** Trabalho a fazer **
Por favor, reproduza sem nenhuma alteração o trecho dos itens que começa na linha que contém "Mark every instance of the line" e vai até o fim dos itens, com as duas extremidades incluídas.

[Trechos de um conjunto de dados de marcação de pontos]
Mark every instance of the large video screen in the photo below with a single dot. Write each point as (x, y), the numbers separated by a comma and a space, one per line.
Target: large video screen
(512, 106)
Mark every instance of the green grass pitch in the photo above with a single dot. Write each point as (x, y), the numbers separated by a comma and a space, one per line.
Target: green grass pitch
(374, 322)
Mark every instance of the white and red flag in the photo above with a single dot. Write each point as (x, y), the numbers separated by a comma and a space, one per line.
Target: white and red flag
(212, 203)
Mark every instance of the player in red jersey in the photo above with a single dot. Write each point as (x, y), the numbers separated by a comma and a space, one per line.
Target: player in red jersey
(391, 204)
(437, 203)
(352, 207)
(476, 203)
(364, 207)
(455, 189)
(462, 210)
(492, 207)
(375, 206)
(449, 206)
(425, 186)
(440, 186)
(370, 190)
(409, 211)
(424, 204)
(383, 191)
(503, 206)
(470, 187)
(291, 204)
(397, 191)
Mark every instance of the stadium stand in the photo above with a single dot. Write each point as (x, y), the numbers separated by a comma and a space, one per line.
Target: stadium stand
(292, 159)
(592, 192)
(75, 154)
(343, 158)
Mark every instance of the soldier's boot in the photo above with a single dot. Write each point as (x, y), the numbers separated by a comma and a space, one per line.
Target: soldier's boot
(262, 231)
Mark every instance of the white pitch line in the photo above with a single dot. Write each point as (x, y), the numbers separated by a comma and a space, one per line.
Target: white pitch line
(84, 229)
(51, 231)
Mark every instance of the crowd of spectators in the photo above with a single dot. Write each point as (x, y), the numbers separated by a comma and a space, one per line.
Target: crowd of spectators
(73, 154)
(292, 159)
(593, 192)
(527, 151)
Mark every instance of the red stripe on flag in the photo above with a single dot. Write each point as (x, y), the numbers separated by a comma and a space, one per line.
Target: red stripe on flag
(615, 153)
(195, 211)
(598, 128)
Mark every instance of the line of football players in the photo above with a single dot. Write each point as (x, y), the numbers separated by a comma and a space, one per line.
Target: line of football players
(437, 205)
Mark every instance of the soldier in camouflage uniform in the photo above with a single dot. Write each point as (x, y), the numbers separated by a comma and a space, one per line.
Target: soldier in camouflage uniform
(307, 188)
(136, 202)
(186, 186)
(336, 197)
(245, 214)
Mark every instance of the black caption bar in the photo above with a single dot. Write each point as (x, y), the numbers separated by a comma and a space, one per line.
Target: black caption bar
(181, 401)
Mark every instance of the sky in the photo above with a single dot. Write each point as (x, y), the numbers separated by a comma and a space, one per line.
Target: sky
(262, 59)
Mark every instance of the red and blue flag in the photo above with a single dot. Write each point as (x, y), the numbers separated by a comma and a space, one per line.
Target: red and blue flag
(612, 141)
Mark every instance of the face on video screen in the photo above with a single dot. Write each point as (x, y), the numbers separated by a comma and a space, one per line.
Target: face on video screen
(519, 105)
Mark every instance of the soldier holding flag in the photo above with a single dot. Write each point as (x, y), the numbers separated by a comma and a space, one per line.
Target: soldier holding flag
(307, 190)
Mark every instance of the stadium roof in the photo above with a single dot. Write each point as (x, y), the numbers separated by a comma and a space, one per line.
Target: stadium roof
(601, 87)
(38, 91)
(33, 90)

** Resolução do exercício **
Mark every instance of the line of football players in the photo above with a single dot. Write each point as (x, y), the numbers separated by a comma and a space, one per line.
Target: line of football players
(437, 205)
Mark every instance of the soldier in camouflage uniform in the photo above with a single dot. Write each point as (x, y), the numbers separated by a comma and a space, one per line.
Target: soldier in camouflage uniform
(307, 188)
(136, 202)
(186, 186)
(336, 197)
(245, 214)
Mark every instance of the black caption bar in the photo above with a single dot. Write each point as (x, y), the numbers separated by a comma and a space, one per line.
Target: black caption bar
(181, 401)
Mark every instance of the sky in the photo above with a single dot. Write each point as (x, y), the numbers separated by a comma and a space, one per line.
Target: sky
(262, 59)
Mark every instance of the red and blue flag in the photo above with a single dot. Write each point as (x, y), the numbers separated by a comma and a space, one per line.
Target: red and blue flag
(612, 141)
Mark every instance of the face on video screen in the photo above with a single dot. Write each point as (x, y), the numbers separated by a comma and a space, one per line.
Target: face on video screen
(519, 105)
Mark every instance of the soldier holding flag in the photo above with a single dot. Write each point as (x, y), the numbers separated by a comma and a space, one per line.
Target: soldier holding flag
(307, 190)
Mark every instance of the stadium roof in the photo above with a single dot. Write each point as (x, y), the numbers separated by a comma and a space, one per line.
Target: stadium roof
(601, 87)
(38, 91)
(33, 90)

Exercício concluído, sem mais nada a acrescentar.